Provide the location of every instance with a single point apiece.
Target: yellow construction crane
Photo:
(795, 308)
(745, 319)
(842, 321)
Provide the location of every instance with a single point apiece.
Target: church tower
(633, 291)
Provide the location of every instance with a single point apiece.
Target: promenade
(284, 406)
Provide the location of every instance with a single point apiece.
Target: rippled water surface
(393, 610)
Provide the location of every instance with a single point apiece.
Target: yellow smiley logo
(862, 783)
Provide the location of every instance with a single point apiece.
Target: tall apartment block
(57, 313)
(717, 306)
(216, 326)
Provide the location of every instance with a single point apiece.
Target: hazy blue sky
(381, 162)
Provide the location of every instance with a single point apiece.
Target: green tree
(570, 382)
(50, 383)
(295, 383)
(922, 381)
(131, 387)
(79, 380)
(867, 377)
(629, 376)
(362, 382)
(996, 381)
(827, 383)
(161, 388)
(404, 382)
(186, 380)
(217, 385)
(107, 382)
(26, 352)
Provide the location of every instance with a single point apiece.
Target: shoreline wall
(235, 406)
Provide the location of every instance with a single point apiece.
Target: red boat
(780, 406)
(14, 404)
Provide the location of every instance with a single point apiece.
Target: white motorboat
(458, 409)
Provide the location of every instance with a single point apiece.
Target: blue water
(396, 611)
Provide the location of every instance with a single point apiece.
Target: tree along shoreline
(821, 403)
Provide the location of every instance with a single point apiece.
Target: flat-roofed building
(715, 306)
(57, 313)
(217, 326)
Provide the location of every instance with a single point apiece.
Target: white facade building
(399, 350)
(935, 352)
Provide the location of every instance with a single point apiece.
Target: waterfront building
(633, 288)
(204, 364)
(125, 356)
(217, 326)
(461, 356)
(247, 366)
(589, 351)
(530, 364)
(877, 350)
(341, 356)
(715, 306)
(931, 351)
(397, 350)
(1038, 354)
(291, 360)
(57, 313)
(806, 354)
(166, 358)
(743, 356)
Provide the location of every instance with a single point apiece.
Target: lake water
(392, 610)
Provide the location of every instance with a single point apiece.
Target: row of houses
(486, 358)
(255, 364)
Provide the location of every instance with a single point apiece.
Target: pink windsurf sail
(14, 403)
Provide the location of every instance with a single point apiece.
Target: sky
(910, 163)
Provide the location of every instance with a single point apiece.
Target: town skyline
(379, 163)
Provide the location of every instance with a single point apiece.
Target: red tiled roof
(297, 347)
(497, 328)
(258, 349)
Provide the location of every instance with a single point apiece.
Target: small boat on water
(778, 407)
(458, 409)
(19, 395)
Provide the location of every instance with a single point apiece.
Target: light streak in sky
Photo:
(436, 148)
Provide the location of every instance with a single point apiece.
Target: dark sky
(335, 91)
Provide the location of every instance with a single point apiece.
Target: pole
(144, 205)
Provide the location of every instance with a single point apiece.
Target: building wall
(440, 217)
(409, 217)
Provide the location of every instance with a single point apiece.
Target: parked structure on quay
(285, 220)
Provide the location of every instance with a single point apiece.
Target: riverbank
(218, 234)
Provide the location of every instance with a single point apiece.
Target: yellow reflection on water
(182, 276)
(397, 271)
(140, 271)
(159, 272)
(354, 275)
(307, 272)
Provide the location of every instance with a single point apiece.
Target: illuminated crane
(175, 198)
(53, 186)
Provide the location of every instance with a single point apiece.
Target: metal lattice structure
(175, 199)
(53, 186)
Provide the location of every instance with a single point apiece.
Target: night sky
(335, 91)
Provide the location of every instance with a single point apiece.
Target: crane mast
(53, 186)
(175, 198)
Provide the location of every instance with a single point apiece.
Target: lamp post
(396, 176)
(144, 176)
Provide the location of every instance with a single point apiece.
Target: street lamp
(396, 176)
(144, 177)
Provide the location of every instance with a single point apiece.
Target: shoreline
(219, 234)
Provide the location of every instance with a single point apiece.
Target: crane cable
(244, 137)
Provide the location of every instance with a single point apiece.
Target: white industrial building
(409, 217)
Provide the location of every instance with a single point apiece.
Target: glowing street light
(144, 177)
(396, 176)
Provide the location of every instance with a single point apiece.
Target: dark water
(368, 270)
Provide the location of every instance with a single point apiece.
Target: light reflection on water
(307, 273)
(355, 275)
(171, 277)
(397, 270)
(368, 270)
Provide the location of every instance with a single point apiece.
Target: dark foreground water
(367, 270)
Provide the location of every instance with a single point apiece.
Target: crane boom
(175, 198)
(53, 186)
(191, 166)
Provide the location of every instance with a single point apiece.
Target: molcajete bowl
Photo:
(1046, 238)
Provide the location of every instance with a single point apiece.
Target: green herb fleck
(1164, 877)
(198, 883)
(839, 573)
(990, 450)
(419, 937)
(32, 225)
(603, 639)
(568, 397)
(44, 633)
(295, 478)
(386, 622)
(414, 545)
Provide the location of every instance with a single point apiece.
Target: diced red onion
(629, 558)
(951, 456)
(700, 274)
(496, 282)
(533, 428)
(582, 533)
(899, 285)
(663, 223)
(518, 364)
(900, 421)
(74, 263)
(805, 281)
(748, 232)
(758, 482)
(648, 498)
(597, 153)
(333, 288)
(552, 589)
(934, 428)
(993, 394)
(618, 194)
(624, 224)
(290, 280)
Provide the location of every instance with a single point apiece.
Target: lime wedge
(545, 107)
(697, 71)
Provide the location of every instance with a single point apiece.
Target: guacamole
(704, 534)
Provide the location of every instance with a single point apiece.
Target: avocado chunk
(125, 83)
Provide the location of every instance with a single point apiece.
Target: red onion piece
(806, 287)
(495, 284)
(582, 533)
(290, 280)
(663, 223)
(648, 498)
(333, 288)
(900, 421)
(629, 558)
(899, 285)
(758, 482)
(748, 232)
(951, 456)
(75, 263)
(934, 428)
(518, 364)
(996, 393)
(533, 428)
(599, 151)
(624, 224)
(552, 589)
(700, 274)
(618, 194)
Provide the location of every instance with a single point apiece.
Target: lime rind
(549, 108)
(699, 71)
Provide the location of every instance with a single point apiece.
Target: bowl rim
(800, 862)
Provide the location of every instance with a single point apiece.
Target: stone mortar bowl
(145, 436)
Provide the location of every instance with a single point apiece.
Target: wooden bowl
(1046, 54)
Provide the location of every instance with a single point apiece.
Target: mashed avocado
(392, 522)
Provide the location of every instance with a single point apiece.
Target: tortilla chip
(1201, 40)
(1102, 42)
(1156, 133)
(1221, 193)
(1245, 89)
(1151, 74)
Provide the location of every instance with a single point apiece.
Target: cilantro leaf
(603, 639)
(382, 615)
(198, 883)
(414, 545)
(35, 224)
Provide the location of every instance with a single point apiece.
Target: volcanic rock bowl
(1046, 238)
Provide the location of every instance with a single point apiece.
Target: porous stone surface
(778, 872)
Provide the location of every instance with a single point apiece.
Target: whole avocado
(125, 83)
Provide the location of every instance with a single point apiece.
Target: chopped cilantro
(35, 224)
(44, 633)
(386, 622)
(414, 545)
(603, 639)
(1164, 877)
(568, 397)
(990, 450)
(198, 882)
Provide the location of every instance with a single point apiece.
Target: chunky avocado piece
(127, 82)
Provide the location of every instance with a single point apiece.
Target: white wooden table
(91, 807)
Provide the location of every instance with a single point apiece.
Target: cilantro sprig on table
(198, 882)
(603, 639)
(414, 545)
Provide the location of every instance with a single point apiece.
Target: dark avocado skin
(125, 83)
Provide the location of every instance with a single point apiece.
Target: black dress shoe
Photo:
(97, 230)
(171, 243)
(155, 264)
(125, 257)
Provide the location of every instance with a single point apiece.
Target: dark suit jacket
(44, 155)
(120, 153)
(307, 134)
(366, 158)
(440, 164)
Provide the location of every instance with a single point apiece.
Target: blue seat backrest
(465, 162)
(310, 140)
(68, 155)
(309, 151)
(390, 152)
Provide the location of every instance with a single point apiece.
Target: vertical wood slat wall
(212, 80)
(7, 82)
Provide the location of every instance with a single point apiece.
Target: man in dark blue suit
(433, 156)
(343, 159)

— Task —
Reproduce verbatim only the lines from the one holding "Target: blue seat backrest" through the end of the records.

— Solution to this exercise —
Target: blue seat backrest
(465, 162)
(310, 140)
(68, 155)
(309, 151)
(390, 152)
Provide the location of every instance with a single point apiece.
Target: vertical wood slat wall
(212, 80)
(7, 82)
Provide the location of every instance with a single point apiece.
Target: man in dark blue suit
(433, 156)
(343, 159)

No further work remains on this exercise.